The expected answer is every line of the material, reproduced exactly.
***
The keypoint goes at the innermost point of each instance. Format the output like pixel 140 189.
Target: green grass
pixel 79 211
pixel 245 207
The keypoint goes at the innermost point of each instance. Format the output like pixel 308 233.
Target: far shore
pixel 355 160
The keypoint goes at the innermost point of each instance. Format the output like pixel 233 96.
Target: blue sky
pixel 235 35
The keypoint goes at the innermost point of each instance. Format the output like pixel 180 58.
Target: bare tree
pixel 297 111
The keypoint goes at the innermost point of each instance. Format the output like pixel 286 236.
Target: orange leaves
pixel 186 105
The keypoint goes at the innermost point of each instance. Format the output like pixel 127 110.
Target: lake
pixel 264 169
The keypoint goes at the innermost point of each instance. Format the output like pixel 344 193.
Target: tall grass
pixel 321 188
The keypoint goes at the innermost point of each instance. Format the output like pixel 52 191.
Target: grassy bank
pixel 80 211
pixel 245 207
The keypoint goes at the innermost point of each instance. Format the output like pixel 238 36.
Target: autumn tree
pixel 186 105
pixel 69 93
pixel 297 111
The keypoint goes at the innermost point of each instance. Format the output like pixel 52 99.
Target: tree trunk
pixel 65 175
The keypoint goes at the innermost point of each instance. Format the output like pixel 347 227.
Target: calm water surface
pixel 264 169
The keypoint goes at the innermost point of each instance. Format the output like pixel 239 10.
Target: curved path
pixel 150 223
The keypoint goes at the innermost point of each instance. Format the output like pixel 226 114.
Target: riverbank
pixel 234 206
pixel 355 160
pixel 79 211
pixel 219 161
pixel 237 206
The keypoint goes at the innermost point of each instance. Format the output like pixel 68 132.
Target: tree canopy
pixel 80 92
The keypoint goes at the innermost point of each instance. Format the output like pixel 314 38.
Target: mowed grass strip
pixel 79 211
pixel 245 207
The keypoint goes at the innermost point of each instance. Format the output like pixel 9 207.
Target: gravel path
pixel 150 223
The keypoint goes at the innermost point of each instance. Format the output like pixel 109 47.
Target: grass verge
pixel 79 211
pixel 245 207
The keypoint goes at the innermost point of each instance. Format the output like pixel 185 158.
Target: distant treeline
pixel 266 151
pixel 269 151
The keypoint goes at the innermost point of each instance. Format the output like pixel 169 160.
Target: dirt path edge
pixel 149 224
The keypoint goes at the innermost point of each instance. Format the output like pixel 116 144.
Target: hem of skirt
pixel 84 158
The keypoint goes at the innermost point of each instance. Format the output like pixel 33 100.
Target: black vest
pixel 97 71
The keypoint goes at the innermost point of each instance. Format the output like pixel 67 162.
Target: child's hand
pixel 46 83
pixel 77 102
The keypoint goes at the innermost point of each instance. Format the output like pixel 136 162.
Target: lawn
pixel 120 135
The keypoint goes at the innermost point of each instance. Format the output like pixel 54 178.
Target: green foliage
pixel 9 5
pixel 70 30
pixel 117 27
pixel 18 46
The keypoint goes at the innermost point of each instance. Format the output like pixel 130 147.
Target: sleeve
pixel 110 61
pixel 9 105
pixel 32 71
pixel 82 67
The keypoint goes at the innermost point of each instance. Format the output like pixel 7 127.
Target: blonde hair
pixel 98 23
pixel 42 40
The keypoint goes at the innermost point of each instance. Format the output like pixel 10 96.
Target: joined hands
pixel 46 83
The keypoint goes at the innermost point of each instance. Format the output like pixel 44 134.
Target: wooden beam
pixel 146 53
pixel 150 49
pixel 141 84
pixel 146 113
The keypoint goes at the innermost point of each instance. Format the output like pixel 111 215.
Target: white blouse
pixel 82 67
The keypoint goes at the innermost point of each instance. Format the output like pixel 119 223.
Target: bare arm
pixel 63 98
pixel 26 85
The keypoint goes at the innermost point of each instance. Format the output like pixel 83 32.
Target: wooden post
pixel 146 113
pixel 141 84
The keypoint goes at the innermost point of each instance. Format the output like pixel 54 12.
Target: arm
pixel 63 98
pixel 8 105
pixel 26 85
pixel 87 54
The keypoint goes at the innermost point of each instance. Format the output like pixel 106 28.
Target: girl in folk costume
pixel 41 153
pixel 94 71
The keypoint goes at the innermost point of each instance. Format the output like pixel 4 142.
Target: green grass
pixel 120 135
***
→ **Solution for this exercise**:
The keypoint goes at the innermost point of each instance. Format the output like pixel 140 189.
Target: green grass
pixel 79 211
pixel 245 207
The keypoint goes at the innermost point of each instance. Format the output like pixel 308 233.
Target: far shore
pixel 355 160
The keypoint goes at the innermost point of each instance. Format the output like pixel 233 96.
Target: blue sky
pixel 235 35
The keypoint goes at the innermost point of each instance. Format the output like pixel 180 58.
Target: bare tree
pixel 297 111
The keypoint goes at the innermost point of each instance. Format the output like pixel 286 236.
Target: orange leaves
pixel 186 105
The keypoint goes at the innermost point of each instance. Format the output like pixel 127 110.
Target: lake
pixel 264 169
The keypoint goes at the innermost point of each instance. Format the output like pixel 344 193.
Target: tall grass
pixel 321 188
The keypoint goes at the innermost point of each instance. Format the output like pixel 52 191.
Target: grassy bank
pixel 80 211
pixel 245 207
The keypoint goes at the innermost point of each instance. Format the output like pixel 238 36.
Target: autumn tree
pixel 186 105
pixel 69 93
pixel 297 111
The keypoint goes at the innermost point of each instance. Format the output like pixel 52 99.
Target: tree trunk
pixel 65 175
The keypoint goes at the innermost point of each instance. Format the output like pixel 347 227.
Target: calm water surface
pixel 264 169
The keypoint goes at the innermost point of each instance. Format the output like pixel 239 10.
Target: curved path
pixel 150 223
The keypoint goes at the innermost point of each instance. Format the output like pixel 226 114.
Target: riverbank
pixel 234 206
pixel 355 160
pixel 79 211
pixel 219 161
pixel 237 206
The keypoint goes at the innermost point of each instance. Format the output like pixel 68 132.
Target: tree canopy
pixel 80 92
The keypoint goes at the innermost point of each instance. Format the output like pixel 314 38.
Target: mowed grass strip
pixel 79 211
pixel 245 207
The keypoint goes at the innermost point of each instance. Format the output like pixel 9 207.
Target: gravel path
pixel 150 223
The keypoint goes at the innermost point of each instance. Format the output like pixel 109 47.
Target: grass verge
pixel 79 211
pixel 245 207
The keypoint goes at the innermost point of each instance. Format the output like pixel 185 158.
Target: distant treeline
pixel 266 151
pixel 269 151
The keypoint goes at the innermost point of each instance. Format the output like pixel 169 160.
Target: dirt path edge
pixel 149 224
The keypoint goes at the innermost point of each instance. Format the output like pixel 116 144.
Target: hem of skirt
pixel 84 158
The keypoint goes at the innermost point of each instance. Format the output like pixel 33 100.
Target: black vest
pixel 97 71
The keypoint goes at the innermost point of each instance. Format the output like pixel 67 162.
Target: child's hand
pixel 46 83
pixel 77 102
The keypoint goes at the innermost point of each instance. Format the output like pixel 136 162.
Target: lawn
pixel 120 135
The keypoint goes at the innermost point of each instance. Format the output like pixel 54 178.
Target: green foliage
pixel 9 5
pixel 70 30
pixel 117 27
pixel 18 46
The keypoint goes at the innermost point of each instance. Format the output like pixel 130 147.
Target: sleeve
pixel 110 61
pixel 9 105
pixel 32 71
pixel 82 67
The keypoint goes at the innermost point of each instance. Format the output like pixel 7 127.
Target: blonde hair
pixel 98 23
pixel 42 40
The keypoint goes at the innermost point of each instance. Format the output like pixel 10 96.
Target: joined hands
pixel 46 83
The keypoint goes at the innermost point of each instance. Format the output like pixel 44 134.
Target: wooden beam
pixel 146 53
pixel 150 49
pixel 141 84
pixel 146 113
The keypoint goes at the innermost point of each instance. Format the output like pixel 111 215.
Target: white blouse
pixel 82 67
The keypoint goes at the innermost point of each instance. Format the output like pixel 119 223.
Target: bare arm
pixel 63 98
pixel 26 85
The keypoint goes at the innermost point of each instance. Format the output like pixel 83 32.
Target: wooden post
pixel 146 113
pixel 141 84
The keypoint goes at the innermost point of each instance. Format the output like pixel 54 12.
Target: arm
pixel 63 98
pixel 8 105
pixel 26 85
pixel 87 54
The keypoint goes at the innermost point of each instance. Format the output like pixel 106 28.
Target: girl in folk costume
pixel 41 153
pixel 94 71
The keypoint goes at the innermost point of each instance. Format the output like pixel 4 142.
Target: green grass
pixel 120 135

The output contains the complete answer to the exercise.